Latihan Tertulis:
Tuliskan ulang bagian teks tentang konflik mulai dari "3.      Apa saja" sampai dengan "sengketa dengan baik.", dengan mengganti "masyarakat" menjadi "warga".

Teks yang Diberikan:
-*-
B.     Rumusan Masalah
Dari latar belakang masalah diatas, maka ada beberapa yang menjadi pokok bahasan sebagai berikut.
1.      Apa yang dimaksud dengan konflik?
2.      Apa yang dimaksud dengan APS/ADR?
3.      Apa saja model-model alternatif penyelesaian sengketa?

BAB II
PEMBAHASAN


A.    Pengertian Konflik
             Kehidupan masyarakat yang begitu beragam sangat memungkinkan terjadinya sebuah konflik. Konflik memang sebuah kejanggalan yang ada pada diri manusia, bahkan konflik bisa terjadi karena adanya perbedaan rasa tau etnis, perbedaab agama atau adanya sebuah kepentingan yang ingin dicapainya yang mengakibatkan perselisihan ataupun pertikaian. Tanpa adanya pemahaman atau pengetahuan tentang manajemen konflik, mereka tidak akan mampu menyelesaikan konflik atau sengketa yang dihadapinya. Maka dari itu, perlu adanya pemahaman tentang adanya manajemen konflik, sehingga mampu mengelola konflik atau sengketa dengan baik.
-*-
Materi Hasil Ekstraksi:
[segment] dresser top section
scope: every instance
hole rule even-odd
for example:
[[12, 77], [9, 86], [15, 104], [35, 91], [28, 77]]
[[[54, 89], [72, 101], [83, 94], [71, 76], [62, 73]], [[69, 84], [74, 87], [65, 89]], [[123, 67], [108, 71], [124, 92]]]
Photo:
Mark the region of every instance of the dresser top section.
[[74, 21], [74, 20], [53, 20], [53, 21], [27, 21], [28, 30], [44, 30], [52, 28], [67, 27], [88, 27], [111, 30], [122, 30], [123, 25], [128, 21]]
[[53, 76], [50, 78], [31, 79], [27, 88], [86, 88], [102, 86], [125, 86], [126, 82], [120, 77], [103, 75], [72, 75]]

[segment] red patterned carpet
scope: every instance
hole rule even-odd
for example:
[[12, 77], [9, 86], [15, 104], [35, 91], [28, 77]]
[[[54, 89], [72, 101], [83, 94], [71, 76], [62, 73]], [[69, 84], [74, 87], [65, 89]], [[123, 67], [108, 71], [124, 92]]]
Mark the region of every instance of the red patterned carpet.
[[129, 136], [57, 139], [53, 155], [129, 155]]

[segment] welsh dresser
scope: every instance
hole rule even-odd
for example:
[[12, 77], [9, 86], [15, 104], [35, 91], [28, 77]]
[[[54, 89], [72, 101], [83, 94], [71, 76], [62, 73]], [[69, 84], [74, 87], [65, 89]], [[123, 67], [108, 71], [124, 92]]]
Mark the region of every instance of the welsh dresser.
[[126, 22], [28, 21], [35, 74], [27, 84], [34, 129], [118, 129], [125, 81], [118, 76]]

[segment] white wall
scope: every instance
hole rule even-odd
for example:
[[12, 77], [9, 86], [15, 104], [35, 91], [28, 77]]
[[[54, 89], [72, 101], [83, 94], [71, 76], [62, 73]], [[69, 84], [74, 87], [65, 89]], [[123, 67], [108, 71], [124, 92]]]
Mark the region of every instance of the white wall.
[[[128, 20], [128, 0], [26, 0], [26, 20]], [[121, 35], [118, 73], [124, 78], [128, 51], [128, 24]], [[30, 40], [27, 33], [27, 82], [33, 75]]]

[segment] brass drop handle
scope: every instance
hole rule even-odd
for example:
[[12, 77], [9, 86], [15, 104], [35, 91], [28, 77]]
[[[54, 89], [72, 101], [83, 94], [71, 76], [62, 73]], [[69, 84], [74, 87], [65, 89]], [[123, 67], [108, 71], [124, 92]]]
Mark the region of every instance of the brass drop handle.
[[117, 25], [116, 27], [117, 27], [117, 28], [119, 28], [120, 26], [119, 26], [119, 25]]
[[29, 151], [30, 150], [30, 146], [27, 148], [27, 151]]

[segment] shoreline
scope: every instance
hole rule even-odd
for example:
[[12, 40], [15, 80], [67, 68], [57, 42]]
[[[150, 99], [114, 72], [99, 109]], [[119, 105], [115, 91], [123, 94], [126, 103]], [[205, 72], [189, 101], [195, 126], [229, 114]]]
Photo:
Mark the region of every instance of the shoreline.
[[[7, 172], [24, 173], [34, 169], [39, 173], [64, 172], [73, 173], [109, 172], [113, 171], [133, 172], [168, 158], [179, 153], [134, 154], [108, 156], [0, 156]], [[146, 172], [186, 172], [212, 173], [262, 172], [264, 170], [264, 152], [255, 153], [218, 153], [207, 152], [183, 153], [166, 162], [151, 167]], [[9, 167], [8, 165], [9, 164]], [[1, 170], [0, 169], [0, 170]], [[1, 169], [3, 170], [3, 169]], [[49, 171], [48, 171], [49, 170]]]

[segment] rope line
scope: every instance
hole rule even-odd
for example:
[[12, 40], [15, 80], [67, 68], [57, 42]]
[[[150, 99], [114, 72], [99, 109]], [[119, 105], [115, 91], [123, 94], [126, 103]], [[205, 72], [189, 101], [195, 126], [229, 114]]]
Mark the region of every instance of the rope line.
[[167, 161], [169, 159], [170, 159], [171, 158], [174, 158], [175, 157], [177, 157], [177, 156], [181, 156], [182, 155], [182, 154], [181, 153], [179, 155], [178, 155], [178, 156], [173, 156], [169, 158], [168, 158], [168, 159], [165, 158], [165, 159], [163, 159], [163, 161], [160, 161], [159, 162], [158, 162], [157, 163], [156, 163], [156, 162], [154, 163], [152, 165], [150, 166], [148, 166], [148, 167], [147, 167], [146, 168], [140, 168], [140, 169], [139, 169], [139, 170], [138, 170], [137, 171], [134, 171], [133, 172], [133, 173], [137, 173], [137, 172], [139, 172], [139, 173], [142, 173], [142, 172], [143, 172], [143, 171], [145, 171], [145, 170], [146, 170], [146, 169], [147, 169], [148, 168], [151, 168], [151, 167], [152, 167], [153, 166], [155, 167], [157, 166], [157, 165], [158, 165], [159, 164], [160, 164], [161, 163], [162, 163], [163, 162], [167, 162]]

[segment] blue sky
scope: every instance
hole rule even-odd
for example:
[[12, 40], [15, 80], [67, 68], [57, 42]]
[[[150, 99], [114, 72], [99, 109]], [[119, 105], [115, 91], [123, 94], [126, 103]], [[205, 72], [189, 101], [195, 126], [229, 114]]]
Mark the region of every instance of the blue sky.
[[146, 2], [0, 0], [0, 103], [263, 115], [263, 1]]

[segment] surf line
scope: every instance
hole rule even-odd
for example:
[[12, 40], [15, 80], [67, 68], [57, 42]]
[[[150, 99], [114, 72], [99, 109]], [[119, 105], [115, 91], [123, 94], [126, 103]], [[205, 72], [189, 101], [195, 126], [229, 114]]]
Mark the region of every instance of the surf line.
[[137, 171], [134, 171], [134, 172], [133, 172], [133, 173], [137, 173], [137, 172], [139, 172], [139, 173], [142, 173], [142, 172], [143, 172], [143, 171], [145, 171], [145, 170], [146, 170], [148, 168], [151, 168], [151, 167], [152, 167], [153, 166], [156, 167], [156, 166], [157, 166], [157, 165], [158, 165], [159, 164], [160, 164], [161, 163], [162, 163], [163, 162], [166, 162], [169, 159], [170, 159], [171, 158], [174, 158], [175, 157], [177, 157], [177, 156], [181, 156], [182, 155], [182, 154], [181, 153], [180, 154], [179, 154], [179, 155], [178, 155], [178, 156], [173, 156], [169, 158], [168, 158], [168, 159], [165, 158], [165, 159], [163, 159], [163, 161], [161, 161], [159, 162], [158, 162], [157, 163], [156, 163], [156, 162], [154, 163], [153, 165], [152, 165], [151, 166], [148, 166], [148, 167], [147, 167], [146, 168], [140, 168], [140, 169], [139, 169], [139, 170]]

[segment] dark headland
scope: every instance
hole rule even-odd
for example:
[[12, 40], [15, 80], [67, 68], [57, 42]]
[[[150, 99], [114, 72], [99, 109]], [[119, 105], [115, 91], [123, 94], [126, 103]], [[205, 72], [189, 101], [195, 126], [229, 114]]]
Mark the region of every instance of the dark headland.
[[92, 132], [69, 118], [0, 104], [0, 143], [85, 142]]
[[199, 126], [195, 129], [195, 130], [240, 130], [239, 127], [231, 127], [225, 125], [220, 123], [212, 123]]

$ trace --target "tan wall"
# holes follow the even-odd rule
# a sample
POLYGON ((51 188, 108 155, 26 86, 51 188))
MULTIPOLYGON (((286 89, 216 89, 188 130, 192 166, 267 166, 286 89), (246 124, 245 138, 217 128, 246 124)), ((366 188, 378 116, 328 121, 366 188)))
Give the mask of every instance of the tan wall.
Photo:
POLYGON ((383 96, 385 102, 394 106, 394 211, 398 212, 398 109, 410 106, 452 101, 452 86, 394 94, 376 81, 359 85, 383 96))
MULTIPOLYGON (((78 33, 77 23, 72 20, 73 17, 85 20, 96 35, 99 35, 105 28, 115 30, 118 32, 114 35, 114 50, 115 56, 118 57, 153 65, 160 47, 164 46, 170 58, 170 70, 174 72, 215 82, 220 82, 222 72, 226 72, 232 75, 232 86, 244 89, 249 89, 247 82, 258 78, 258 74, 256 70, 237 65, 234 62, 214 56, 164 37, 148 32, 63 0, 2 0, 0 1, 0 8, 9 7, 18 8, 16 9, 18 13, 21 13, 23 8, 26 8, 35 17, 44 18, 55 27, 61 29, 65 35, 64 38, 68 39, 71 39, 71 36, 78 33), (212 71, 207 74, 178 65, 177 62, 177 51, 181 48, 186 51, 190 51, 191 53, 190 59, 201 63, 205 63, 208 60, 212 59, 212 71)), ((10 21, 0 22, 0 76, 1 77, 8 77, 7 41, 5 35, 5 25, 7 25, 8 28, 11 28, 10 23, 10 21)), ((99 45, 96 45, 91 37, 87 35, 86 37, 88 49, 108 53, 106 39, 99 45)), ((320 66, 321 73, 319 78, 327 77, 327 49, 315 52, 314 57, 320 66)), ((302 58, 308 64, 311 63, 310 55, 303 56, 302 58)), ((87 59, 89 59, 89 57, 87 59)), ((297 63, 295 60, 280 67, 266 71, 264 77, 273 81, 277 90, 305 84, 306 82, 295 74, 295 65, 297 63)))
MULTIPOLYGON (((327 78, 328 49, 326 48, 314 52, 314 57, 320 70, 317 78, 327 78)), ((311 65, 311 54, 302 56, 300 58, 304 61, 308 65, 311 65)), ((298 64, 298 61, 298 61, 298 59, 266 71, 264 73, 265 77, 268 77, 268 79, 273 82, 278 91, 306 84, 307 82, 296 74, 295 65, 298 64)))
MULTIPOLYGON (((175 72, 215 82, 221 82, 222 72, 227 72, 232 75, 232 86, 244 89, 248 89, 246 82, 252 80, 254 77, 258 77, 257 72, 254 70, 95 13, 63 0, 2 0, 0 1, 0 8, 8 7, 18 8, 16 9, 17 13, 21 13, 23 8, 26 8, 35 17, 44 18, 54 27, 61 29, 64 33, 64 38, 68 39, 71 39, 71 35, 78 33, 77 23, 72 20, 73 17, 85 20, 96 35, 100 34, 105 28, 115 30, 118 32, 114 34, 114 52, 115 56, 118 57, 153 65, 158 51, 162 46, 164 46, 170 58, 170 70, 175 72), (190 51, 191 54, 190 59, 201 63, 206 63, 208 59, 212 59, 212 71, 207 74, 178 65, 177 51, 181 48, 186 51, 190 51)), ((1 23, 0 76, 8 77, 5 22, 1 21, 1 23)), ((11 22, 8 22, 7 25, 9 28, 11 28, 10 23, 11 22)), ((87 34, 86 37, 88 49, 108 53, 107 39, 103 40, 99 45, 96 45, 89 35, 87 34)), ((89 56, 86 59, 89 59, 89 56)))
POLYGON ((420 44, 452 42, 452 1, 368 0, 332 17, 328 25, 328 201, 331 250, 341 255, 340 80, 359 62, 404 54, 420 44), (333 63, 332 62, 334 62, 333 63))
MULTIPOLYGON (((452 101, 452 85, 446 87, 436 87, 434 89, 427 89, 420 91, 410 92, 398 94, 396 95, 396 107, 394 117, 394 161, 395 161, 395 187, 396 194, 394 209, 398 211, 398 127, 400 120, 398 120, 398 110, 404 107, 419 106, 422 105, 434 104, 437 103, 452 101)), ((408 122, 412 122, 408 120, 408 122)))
-*-
Jawaban Latihan:
3.      Apa saja model-model alternatif penyelesaian sengketa?

BAB II
PEMBAHASAN


A.    Pengertian Konflik
             Kehidupan warga yang begitu beragam sangat memungkinkan terjadinya sebuah konflik. Konflik memang sebuah kejanggalan yang ada pada diri manusia, bahkan konflik bisa terjadi karena adanya perbedaan rasa tau etnis, perbedaab agama atau adanya sebuah kepentingan yang ingin dicapainya yang mengakibatkan perselisihan ataupun pertikaian. Tanpa adanya pemahaman atau pengetahuan tentang manajemen konflik, mereka tidak akan mampu menyelesaikan konflik atau sengketa yang dihadapinya. Maka dari itu, perlu adanya pemahaman tentang adanya manajemen konflik, sehingga mampu mengelola konflik atau sengketa dengan baik.